**Problem to solve:** The line containing "of the small" marks where to begin; quote it and every line after it through the end of the data, exactly as written.

**Source data:**
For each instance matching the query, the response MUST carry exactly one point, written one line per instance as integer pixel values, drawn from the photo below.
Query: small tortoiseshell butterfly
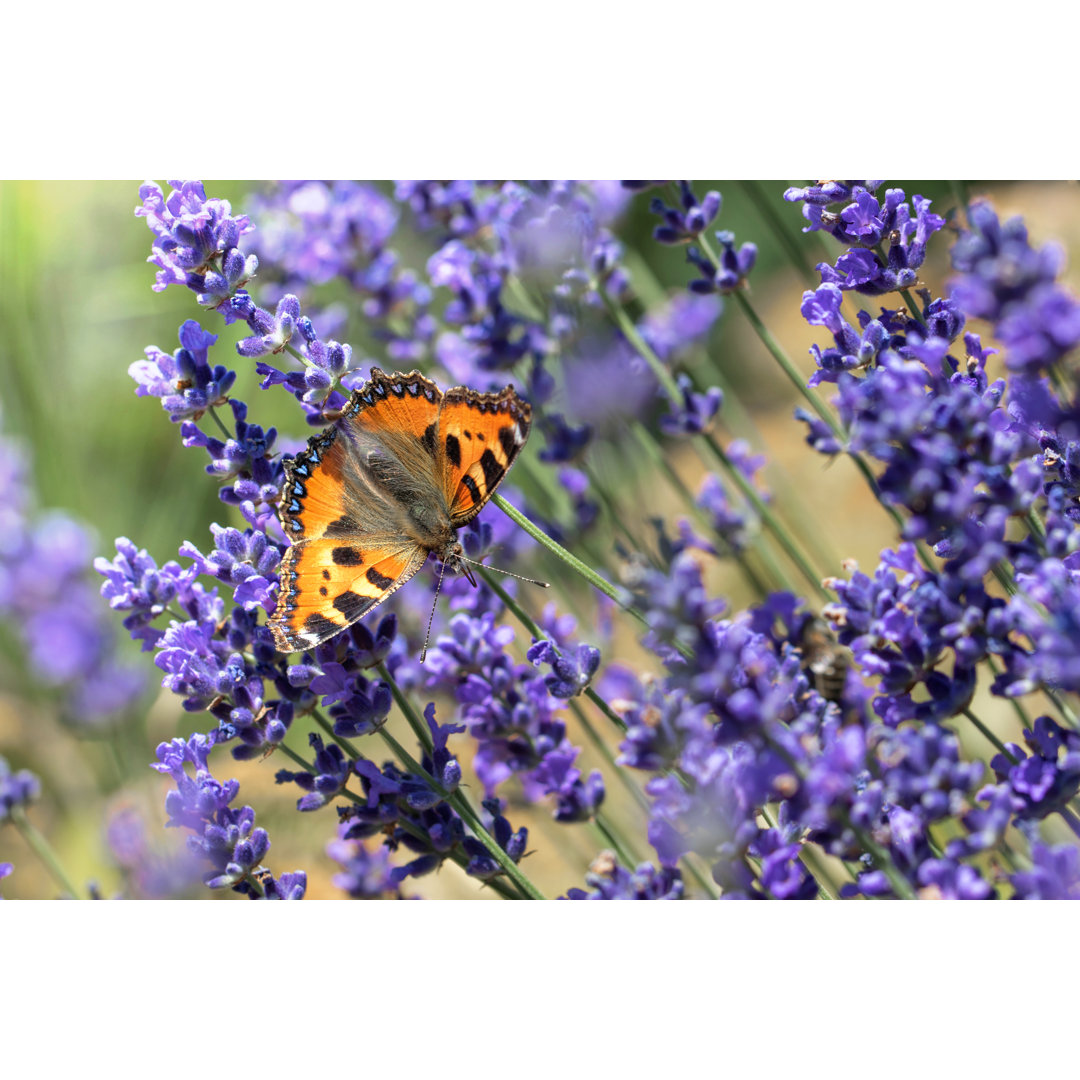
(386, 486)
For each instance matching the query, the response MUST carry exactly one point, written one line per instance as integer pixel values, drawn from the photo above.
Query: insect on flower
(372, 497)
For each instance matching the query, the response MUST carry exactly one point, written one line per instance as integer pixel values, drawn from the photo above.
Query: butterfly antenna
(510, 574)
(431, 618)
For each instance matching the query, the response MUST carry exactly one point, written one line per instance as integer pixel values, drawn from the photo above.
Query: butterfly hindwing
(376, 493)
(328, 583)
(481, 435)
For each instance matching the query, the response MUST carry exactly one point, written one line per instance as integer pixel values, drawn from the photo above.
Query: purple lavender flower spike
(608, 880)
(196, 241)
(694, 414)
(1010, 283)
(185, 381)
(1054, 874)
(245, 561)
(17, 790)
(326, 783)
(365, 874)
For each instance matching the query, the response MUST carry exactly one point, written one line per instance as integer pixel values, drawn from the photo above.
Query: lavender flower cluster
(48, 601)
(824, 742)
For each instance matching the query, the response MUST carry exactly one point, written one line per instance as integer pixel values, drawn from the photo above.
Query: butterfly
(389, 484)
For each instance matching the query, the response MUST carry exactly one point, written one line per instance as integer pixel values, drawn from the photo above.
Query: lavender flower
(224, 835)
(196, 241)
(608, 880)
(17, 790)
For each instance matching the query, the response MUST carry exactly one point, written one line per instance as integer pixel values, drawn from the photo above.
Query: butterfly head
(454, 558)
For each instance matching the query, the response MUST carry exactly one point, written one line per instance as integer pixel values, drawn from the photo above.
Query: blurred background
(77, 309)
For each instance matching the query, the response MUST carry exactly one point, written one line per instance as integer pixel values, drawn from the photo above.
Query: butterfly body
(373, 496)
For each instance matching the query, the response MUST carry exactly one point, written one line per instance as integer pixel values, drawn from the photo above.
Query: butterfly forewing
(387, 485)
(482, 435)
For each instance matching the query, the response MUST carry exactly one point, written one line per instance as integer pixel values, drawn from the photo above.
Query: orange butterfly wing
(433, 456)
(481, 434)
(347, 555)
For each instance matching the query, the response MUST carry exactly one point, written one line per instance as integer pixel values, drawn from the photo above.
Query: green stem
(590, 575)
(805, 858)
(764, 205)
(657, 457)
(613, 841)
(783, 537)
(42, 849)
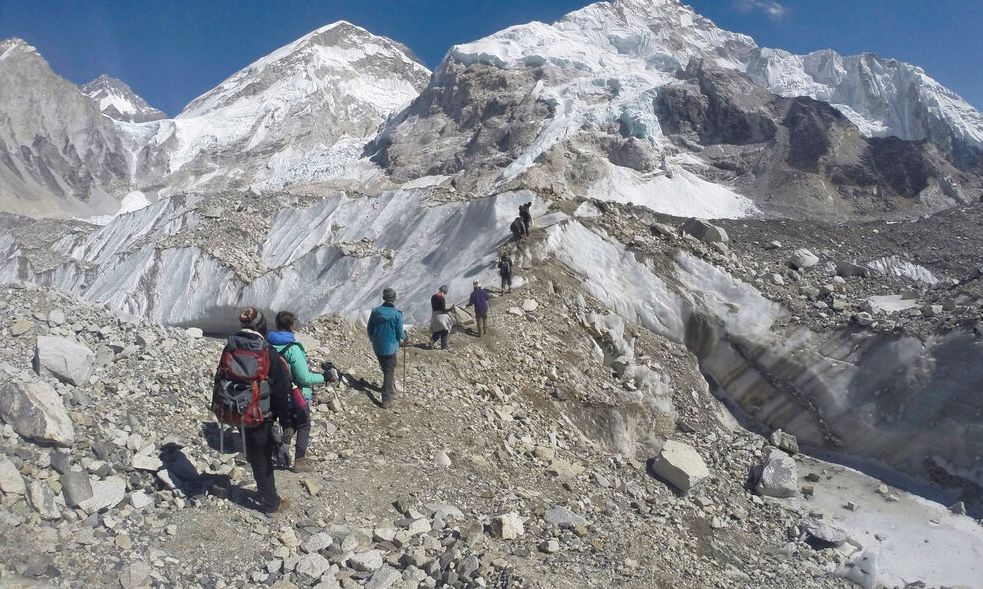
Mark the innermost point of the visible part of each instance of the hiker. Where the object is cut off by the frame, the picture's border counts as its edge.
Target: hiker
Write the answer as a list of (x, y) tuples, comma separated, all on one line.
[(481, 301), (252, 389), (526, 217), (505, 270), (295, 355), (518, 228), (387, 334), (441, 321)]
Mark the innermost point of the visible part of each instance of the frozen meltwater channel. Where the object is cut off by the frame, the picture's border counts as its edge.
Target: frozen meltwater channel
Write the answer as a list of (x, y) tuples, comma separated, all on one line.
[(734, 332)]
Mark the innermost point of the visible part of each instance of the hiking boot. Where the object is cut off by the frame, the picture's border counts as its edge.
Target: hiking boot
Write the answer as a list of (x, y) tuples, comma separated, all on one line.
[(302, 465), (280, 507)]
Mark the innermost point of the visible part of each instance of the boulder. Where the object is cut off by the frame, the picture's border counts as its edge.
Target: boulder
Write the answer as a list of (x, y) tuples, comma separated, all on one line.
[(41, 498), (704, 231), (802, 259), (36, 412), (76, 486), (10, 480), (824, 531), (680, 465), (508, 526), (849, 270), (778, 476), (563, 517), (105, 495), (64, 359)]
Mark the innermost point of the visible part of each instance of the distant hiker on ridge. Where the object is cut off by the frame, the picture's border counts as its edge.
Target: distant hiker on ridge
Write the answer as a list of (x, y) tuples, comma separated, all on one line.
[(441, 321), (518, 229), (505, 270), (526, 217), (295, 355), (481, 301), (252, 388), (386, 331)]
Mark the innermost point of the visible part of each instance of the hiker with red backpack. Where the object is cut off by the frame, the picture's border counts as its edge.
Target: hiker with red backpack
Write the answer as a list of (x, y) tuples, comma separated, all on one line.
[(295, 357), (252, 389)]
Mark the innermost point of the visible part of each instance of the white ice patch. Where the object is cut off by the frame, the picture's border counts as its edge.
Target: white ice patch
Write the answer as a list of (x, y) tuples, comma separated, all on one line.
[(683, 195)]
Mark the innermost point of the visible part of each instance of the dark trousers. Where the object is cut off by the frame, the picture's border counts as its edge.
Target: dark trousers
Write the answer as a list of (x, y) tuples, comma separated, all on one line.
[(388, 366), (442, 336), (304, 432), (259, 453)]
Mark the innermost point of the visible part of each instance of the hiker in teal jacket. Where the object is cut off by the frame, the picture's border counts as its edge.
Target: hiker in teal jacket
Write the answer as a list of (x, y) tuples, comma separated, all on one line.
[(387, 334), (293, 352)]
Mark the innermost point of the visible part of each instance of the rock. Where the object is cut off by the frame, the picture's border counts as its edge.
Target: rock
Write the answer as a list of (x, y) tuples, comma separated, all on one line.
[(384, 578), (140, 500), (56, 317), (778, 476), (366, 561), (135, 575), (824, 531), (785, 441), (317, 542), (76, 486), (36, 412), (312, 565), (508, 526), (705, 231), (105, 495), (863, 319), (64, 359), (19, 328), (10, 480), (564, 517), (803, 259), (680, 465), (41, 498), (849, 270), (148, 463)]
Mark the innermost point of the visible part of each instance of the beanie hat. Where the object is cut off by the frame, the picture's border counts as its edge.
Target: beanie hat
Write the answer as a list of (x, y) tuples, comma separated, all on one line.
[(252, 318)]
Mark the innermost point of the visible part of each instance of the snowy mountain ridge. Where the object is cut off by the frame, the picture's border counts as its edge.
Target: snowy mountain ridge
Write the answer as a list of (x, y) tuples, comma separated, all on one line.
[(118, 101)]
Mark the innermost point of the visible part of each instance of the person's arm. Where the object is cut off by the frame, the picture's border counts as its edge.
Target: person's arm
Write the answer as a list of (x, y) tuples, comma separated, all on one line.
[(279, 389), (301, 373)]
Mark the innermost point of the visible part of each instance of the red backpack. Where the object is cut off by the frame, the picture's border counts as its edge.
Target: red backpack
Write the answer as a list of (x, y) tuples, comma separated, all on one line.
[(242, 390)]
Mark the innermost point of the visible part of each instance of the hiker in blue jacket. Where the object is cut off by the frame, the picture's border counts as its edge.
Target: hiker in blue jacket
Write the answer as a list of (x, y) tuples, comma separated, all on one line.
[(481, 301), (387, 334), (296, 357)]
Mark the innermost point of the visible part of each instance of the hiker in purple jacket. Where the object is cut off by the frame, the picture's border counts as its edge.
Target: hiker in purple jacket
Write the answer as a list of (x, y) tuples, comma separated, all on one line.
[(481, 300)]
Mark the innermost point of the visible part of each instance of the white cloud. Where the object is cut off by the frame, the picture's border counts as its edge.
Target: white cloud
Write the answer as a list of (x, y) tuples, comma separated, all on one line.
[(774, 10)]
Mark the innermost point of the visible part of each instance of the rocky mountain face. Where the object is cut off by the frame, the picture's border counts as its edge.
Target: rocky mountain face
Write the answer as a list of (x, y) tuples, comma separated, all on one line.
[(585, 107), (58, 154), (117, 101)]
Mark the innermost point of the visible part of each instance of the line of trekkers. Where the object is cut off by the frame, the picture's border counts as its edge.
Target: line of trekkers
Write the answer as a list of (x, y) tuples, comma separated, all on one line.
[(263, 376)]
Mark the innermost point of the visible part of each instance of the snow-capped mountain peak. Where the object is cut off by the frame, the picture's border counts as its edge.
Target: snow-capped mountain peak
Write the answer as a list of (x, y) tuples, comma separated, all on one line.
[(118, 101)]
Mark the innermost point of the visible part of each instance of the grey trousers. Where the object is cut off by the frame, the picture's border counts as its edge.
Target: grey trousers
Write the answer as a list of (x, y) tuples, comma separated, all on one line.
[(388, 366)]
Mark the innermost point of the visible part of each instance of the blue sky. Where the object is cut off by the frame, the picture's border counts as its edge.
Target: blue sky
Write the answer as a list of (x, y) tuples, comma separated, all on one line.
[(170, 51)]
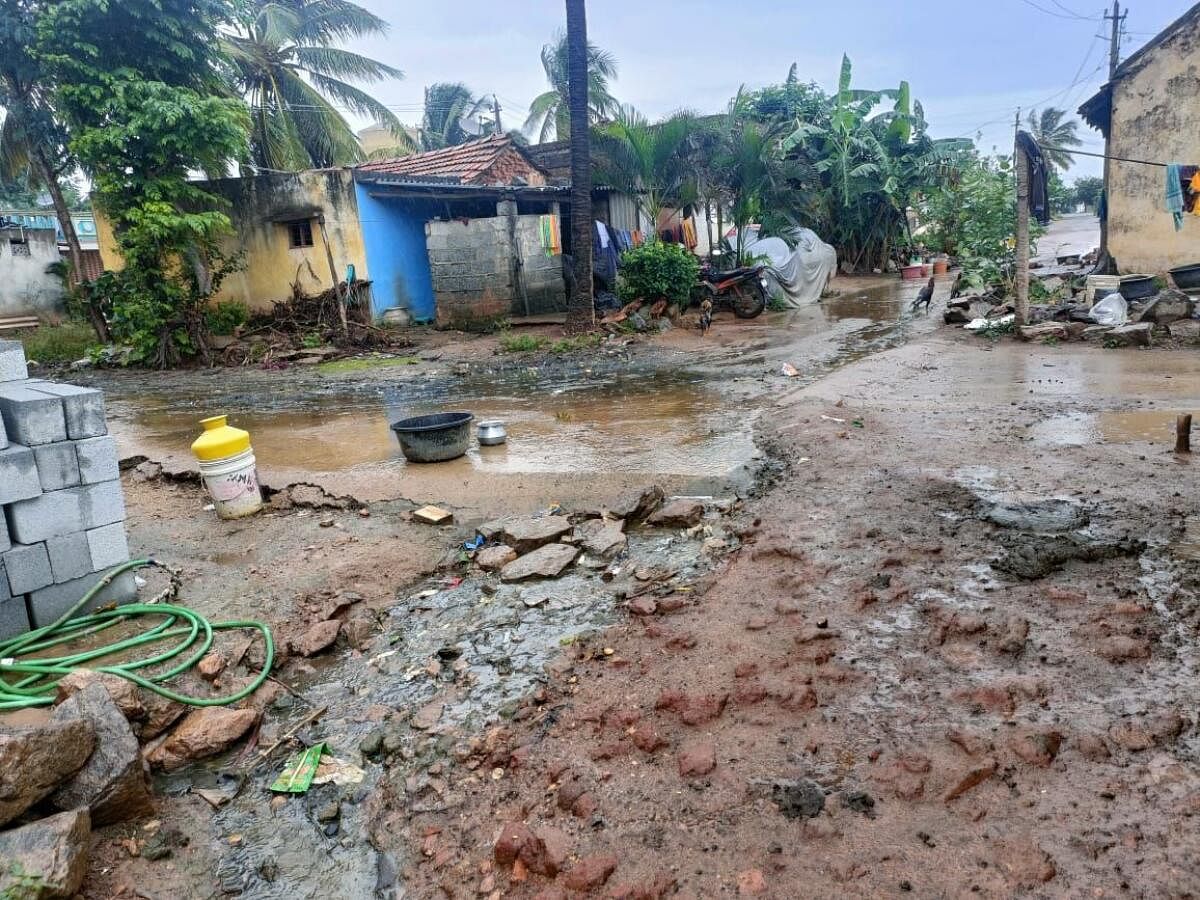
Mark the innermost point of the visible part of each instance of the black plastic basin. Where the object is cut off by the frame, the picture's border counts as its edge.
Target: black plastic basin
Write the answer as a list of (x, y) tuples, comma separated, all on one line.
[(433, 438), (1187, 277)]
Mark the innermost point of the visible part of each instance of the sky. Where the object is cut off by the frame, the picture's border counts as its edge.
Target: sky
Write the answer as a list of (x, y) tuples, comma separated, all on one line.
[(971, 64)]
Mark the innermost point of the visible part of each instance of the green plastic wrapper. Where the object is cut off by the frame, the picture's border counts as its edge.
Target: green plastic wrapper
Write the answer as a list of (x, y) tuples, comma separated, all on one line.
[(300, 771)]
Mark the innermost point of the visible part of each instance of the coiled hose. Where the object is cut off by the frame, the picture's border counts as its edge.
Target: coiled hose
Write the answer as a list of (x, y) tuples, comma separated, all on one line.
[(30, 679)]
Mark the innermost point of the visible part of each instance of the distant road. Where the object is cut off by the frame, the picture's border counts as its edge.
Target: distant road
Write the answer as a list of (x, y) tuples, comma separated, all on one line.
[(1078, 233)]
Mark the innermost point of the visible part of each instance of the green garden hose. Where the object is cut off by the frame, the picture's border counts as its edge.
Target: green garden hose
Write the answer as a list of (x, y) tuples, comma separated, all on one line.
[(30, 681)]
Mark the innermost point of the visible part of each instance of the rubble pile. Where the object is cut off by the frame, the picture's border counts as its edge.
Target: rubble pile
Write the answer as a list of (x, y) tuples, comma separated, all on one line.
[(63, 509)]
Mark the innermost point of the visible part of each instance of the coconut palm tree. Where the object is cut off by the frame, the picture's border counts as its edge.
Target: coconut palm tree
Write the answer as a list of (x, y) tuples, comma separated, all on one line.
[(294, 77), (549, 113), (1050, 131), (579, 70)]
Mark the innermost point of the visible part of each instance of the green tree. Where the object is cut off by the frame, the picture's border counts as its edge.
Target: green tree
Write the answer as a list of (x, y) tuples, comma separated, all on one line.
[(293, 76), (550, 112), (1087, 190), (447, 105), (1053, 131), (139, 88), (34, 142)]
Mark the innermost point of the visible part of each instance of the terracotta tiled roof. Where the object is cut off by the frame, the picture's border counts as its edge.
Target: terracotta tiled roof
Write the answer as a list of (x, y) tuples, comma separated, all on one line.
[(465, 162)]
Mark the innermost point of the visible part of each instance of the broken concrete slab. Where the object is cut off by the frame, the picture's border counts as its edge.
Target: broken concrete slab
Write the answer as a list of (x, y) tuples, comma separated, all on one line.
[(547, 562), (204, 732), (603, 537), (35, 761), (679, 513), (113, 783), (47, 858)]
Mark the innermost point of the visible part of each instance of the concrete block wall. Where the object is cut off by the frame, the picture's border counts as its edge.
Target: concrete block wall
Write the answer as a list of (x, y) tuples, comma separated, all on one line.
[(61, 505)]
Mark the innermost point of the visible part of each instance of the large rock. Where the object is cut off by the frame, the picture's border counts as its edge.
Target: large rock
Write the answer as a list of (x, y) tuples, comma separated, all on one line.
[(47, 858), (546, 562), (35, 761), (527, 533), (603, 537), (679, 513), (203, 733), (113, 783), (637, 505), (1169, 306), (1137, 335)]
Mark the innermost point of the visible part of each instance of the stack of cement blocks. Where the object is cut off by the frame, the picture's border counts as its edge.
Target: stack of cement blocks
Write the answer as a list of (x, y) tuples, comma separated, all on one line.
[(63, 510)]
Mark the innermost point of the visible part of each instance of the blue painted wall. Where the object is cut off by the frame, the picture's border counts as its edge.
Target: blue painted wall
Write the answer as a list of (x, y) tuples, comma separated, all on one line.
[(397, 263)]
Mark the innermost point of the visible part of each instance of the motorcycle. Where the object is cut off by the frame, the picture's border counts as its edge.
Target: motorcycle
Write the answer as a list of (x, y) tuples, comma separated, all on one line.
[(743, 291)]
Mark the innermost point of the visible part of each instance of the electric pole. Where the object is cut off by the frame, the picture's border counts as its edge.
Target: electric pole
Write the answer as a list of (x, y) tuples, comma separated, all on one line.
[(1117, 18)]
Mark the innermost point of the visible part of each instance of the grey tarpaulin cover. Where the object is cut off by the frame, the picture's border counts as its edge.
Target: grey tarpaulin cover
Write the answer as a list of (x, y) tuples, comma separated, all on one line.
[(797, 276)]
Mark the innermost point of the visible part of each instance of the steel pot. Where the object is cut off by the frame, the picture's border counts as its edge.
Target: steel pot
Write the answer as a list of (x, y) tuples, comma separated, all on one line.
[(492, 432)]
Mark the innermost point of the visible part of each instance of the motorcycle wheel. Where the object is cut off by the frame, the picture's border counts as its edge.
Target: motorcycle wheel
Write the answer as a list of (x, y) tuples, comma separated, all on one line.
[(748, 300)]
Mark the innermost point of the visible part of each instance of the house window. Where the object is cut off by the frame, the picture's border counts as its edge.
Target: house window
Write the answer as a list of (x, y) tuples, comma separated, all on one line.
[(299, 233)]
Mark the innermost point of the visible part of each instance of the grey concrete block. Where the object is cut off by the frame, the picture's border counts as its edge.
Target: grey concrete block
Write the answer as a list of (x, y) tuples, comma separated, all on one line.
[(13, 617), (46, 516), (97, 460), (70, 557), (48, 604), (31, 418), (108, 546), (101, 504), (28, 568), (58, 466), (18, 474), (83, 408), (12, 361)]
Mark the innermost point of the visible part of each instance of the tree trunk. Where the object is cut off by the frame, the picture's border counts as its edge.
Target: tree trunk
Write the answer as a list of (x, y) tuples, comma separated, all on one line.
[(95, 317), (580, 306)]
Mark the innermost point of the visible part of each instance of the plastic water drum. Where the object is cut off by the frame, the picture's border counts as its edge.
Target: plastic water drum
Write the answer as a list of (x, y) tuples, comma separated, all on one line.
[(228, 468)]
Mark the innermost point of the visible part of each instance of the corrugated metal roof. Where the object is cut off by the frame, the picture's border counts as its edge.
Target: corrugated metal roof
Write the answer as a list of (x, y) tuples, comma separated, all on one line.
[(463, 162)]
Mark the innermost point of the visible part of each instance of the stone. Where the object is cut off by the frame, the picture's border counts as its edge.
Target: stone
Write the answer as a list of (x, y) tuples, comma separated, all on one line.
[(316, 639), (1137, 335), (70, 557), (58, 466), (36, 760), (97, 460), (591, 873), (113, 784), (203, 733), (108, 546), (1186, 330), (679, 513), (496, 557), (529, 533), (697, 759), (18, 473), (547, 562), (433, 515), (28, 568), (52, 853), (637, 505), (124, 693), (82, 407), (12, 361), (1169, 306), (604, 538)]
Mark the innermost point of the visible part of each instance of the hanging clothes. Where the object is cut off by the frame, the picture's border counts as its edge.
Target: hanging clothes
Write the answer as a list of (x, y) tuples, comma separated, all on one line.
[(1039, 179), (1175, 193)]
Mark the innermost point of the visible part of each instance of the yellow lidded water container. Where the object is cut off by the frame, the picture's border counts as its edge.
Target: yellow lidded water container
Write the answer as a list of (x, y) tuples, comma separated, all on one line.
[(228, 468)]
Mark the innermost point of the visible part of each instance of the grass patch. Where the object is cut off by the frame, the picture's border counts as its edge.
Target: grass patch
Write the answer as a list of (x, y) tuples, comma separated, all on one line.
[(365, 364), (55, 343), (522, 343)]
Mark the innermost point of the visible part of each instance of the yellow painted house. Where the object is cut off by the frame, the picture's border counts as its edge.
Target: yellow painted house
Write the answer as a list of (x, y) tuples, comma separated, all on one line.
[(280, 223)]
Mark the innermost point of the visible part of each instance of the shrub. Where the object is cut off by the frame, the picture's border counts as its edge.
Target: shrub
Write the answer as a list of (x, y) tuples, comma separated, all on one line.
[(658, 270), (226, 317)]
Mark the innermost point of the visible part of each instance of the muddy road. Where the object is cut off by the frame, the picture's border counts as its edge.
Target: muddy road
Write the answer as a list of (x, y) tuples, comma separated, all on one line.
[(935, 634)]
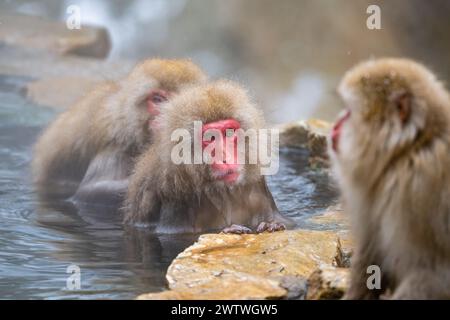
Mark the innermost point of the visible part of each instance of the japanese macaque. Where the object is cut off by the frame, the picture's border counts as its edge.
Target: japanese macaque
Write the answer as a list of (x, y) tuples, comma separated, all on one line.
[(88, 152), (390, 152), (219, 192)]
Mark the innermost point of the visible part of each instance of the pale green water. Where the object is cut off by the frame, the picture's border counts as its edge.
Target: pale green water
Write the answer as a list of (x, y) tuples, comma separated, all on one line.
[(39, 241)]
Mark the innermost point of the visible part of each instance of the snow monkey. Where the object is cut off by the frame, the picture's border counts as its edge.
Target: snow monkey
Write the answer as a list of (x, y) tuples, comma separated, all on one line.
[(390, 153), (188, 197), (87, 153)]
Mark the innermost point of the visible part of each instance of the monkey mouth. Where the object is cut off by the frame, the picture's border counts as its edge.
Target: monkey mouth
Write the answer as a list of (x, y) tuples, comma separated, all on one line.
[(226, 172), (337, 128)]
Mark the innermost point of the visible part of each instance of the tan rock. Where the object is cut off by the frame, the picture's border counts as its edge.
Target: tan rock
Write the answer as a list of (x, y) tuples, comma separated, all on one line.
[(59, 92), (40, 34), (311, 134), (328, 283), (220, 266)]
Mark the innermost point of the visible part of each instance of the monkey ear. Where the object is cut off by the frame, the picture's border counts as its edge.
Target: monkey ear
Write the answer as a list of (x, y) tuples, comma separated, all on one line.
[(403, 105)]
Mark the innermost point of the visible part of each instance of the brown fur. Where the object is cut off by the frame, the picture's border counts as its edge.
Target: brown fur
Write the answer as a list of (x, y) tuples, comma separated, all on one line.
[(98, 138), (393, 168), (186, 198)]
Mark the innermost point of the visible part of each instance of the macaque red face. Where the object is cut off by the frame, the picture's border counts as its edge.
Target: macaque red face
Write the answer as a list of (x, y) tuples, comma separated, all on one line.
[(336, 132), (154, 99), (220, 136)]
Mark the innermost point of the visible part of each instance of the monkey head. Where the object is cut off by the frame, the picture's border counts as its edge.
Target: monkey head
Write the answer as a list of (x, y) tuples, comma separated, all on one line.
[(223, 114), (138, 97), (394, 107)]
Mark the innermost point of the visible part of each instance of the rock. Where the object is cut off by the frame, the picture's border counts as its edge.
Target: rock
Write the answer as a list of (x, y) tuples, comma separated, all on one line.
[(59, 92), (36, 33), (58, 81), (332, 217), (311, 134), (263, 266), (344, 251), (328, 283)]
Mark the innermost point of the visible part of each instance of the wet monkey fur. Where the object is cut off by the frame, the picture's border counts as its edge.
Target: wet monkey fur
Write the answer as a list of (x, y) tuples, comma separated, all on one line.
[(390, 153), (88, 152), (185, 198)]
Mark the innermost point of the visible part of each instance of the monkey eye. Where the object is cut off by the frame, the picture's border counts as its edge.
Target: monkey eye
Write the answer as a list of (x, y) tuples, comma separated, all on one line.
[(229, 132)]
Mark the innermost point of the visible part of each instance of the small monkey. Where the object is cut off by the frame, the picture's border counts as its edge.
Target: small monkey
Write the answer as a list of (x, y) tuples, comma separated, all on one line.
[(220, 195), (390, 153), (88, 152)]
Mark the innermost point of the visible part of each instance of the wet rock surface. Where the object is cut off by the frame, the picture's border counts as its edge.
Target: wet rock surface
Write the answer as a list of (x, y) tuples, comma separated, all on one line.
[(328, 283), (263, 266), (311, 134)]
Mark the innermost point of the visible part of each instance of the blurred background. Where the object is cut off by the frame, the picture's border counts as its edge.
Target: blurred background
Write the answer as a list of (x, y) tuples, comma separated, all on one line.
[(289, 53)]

**Answer to this problem:**
Mark the innermost point of the visible part of each instance of the small monkey. Where the object is cut off by the frame, the picture's border counts as its edge.
Target: small monkey
Write the answer as a list of (x, y) tuples, comma separated, all on one line.
[(220, 195), (390, 153), (88, 152)]
Mark the innermost point of the visible part of each instance of the wet rock surface. Where the object is cut off by the frame, the picture's border counts as its edge.
Target: wet rock surface
Write the answer as a list of (x, y) tuples, comma separated, all on one line.
[(328, 283), (263, 266), (311, 134)]
Mark the innermost point of the visible part of each instance of the blurred background. Where the object is cut off by the frame, the picture's border counts as its edge.
Target: blurred background
Write the answer as a list of (x, y) tuples, comma separated, all on one line.
[(289, 53)]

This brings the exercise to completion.